# Task instructions
Return the full listing unchanged, apart from leaving out its images.

# Data to examine
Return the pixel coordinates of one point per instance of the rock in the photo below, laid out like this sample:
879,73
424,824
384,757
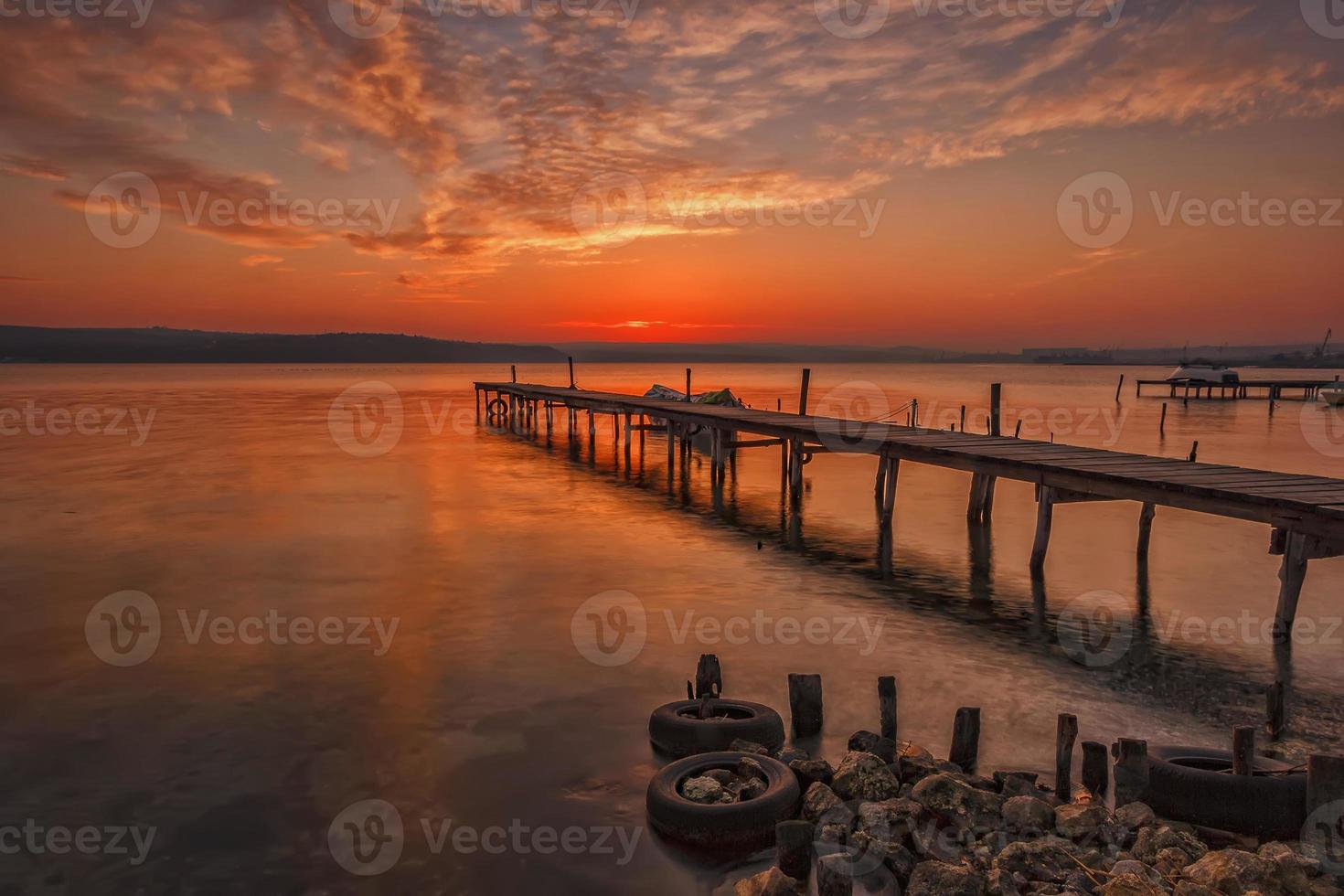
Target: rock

# Output of the exercise
Return the pixel coordinates of one point per instance of the rock in the photo below, laid out like this sample:
879,73
424,824
384,757
Target: rock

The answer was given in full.